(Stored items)
┌──

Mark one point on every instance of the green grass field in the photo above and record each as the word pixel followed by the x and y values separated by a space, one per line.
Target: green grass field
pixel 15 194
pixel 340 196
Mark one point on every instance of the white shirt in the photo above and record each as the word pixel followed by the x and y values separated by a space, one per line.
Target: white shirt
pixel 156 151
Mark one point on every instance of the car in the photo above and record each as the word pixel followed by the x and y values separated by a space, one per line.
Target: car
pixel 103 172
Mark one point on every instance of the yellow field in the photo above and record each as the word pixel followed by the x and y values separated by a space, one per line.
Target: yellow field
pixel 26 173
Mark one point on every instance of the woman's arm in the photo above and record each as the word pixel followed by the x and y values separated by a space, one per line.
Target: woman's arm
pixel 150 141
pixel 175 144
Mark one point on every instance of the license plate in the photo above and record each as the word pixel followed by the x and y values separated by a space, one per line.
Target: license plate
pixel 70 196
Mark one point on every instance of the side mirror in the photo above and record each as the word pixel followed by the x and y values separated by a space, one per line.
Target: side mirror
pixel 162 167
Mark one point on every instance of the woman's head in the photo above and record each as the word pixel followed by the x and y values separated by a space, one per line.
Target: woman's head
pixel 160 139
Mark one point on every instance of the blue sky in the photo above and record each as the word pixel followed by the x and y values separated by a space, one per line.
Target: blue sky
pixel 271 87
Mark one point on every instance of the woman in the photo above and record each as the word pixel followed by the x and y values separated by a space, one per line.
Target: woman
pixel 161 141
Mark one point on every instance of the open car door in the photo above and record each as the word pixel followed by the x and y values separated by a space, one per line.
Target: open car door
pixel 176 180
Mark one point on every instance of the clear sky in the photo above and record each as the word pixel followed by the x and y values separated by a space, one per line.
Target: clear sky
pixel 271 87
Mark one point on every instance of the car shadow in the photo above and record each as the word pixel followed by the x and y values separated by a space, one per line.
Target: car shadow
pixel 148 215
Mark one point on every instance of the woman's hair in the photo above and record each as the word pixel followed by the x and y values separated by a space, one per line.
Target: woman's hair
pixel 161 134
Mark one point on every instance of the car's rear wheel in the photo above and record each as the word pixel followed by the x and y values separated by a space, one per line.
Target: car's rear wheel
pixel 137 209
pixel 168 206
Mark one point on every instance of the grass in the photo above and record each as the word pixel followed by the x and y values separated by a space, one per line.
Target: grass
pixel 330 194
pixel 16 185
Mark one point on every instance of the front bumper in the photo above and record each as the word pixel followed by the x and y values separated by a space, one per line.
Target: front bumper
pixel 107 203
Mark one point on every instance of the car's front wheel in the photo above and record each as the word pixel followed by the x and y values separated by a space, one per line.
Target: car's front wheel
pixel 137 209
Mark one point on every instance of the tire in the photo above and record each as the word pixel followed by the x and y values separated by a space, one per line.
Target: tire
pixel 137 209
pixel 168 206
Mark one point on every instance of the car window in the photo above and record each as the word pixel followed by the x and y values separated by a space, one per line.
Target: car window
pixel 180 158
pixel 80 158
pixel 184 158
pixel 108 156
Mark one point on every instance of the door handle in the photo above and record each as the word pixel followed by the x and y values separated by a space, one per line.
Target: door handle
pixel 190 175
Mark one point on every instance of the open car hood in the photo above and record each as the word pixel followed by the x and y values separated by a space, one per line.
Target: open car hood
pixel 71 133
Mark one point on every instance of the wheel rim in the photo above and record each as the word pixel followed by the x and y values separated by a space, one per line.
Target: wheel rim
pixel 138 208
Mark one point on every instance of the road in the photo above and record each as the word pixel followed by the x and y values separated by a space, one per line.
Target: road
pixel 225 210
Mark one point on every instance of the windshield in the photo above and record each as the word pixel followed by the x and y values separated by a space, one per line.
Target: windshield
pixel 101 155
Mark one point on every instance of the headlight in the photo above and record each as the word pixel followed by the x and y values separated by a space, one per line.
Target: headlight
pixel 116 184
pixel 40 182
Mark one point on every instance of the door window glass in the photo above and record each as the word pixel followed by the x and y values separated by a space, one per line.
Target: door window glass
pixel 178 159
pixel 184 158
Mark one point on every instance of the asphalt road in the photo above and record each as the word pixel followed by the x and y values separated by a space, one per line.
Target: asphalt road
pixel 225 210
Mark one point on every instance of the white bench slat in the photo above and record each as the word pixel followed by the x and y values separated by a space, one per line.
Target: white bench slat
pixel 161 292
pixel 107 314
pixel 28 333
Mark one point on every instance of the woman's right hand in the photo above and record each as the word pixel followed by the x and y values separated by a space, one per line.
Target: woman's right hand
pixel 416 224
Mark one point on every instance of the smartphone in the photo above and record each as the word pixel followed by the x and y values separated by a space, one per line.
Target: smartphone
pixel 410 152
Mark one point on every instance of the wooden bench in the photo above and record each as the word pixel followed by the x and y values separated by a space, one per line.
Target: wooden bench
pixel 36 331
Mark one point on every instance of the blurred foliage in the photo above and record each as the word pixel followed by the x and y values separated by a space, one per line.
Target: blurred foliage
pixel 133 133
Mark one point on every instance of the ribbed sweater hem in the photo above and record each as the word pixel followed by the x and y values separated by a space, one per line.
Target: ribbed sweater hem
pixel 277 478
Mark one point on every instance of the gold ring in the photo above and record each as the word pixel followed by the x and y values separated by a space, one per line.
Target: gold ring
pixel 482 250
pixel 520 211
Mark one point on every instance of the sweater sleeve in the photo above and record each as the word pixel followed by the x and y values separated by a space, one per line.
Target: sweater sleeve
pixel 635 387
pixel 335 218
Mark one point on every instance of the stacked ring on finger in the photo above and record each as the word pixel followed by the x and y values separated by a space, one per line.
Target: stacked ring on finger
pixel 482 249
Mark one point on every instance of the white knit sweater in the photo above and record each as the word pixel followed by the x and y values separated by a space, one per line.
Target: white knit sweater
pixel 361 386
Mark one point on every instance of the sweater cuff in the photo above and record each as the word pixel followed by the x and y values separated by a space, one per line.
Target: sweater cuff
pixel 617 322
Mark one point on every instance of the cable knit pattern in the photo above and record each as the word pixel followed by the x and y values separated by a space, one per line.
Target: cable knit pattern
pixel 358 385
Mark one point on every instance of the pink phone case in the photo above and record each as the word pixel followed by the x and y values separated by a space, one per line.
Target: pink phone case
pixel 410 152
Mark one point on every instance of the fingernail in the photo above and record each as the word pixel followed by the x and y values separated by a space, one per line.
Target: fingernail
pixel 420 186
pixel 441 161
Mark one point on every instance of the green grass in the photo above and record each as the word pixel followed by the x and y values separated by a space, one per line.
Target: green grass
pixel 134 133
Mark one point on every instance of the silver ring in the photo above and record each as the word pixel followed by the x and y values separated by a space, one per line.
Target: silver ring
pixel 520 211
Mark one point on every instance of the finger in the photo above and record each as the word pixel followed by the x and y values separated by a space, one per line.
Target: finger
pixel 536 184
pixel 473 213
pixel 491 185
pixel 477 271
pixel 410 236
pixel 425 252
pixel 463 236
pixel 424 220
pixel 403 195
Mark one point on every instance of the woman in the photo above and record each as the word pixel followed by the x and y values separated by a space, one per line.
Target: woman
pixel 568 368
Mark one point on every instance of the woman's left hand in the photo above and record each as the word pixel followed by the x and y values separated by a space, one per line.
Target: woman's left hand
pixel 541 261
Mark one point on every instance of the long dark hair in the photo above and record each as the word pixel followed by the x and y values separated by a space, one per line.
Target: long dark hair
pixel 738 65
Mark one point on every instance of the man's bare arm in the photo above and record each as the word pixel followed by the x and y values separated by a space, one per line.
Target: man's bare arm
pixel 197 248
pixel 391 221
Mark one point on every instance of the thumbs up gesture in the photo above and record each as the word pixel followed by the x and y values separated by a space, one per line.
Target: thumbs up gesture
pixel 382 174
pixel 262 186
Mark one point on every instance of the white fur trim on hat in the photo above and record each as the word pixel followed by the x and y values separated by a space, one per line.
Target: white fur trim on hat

└──

● **Problem requirements**:
Copy exactly the stretch of data above from the line with "Mark one point on every instance of the car's front" through the line with "Mark one point on every instance of the tire", and omit all other lines.

● **Result**:
Mark one point on every instance of the car's front wheel in the photo above and record each as the word pixel followed by the x and y values separated by a space, one per line.
Target: car's front wheel
pixel 137 209
Mark one point on every instance of the tire in the photo above and record each as the word pixel followed by the x and y values separated by a space, one per line.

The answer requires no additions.